**Dataset entries**
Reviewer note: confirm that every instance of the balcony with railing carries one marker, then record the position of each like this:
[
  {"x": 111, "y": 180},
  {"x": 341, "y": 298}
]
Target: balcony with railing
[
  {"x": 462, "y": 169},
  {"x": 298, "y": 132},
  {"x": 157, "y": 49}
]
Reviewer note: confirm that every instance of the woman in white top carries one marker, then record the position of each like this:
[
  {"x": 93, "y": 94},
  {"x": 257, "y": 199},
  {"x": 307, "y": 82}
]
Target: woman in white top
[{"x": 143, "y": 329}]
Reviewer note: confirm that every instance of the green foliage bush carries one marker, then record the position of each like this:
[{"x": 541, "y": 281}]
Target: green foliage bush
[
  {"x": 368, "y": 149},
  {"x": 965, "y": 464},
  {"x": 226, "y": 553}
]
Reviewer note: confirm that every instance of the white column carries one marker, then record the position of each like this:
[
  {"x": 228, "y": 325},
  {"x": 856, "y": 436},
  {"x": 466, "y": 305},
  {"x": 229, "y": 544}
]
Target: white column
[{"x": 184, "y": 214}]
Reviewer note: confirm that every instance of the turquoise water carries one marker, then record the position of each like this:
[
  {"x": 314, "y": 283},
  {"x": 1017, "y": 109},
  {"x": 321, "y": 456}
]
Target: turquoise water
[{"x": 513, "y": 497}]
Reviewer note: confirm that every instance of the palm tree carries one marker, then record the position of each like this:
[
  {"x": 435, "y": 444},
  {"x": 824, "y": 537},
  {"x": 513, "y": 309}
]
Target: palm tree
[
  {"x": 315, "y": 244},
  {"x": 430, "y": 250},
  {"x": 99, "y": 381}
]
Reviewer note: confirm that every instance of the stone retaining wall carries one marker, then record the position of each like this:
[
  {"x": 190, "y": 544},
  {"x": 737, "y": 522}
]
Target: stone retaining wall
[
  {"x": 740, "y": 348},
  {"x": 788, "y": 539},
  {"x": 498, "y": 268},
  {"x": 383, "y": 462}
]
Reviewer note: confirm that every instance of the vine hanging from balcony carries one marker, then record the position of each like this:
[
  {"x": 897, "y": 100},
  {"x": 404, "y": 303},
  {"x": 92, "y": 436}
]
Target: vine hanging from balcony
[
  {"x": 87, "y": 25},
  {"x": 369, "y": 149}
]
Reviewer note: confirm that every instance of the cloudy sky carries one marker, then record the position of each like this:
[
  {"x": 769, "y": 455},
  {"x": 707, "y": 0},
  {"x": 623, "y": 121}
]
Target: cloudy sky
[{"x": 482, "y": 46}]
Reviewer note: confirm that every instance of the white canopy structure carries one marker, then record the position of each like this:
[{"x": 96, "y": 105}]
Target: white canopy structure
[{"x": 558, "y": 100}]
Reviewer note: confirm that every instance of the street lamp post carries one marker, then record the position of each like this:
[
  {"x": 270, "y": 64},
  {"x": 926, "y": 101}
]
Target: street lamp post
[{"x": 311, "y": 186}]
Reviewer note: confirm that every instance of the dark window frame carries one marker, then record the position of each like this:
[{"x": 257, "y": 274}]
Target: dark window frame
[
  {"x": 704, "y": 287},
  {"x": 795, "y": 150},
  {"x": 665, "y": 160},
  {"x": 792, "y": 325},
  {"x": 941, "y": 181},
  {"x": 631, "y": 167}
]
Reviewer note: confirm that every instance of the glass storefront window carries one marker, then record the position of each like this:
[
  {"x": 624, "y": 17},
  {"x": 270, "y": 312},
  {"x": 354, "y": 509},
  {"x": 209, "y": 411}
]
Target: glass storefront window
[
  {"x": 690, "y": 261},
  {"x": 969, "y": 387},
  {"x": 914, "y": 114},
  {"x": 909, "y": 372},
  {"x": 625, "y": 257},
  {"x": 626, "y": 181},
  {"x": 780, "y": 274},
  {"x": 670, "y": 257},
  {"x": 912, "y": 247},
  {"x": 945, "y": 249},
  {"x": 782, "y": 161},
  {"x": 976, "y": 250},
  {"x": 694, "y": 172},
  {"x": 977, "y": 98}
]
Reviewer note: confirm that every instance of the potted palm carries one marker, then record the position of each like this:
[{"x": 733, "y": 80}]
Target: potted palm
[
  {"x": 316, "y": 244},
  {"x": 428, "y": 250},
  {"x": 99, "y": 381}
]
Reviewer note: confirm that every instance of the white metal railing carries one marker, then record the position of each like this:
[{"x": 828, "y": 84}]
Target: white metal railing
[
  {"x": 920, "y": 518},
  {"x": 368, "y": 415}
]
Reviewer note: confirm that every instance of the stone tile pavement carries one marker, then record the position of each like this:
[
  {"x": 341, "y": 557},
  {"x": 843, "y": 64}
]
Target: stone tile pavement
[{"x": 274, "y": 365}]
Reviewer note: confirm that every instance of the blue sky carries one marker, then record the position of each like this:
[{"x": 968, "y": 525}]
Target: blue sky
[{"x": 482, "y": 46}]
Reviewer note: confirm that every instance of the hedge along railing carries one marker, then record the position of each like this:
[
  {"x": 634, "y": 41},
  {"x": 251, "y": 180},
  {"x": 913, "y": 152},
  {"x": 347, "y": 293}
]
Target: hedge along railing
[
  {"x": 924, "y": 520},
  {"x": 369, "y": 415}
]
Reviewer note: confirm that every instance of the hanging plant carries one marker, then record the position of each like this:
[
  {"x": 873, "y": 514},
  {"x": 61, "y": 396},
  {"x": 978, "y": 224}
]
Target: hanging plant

**Instructions to follow**
Whenever the word "plant" appears in a line of the listing, report that line.

**Answer for the task**
Reviewer note: confirm that every instance of the hanging plant carries one marker, then record the position of each like this:
Target: hanging plant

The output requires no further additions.